Bien que la Cour puisse donner des directives quant à la nature de la décision à rendre lorsqu’elle annule la décision d’un tribunal, il s’agit d’un pouvoir exceptionnel ne devant être exercé que dans les cas les plus clairs : […] Ce pouvoir doit rarement être exercé dans les cas où la question en litige est de nature essentiellement factuelle (Ali c. Canada (Ministre de l’Emploi et de l’Immigration), [1994] 3 C.F. 73 (C.F. 1re inst.)), surtout lorsque, comme en l’espèce, le tribunal n’a pas tiré la conclusion pertinente.

Extraits de données:
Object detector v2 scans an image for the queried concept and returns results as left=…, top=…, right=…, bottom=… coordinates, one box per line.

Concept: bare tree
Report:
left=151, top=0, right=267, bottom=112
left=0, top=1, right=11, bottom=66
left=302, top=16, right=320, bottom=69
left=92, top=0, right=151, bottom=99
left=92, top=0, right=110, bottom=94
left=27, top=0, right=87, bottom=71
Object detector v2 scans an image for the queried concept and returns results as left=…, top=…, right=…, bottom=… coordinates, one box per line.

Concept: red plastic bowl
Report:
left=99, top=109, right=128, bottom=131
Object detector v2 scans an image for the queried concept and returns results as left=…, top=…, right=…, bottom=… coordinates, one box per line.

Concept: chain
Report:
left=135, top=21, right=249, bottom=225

---

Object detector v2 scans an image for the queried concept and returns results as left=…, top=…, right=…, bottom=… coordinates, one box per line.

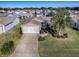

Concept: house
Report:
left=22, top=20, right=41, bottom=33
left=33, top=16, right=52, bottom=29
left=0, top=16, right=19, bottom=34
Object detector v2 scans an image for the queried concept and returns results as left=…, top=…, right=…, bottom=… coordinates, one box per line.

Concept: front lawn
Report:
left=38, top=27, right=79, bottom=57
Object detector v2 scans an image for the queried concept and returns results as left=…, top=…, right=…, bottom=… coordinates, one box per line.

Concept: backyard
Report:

Tâches à faire:
A – Recopiez l'extrait choisi en commençant à "Bien que la" et en terminant à "la conclusion pertinente.".
B – Selon l'extrait choisi, dans quels cas ce pouvoir doit-il rarement être exercé ?
Les entrées n'ont aucun rapport avec l'extrait choisi.

Réponses aux tâches:
A –
Bien que la Cour puisse donner des directives quant à la nature de la décision à rendre lorsqu’elle annule la décision d’un tribunal, il s’agit d’un pouvoir exceptionnel ne devant être exercé que dans les cas les plus clairs : […] Ce pouvoir doit rarement être exercé dans les cas où la question en litige est de nature essentiellement factuelle (Ali c. Canada (Ministre de l’Emploi et de l’Immigration), [1994] 3 C.F. 73 (C.F. 1re inst.)), surtout lorsque, comme en l’espèce, le tribunal n’a pas tiré la conclusion pertinente.

B – Dans les cas où la question en litige est de nature essentiellement factuelle.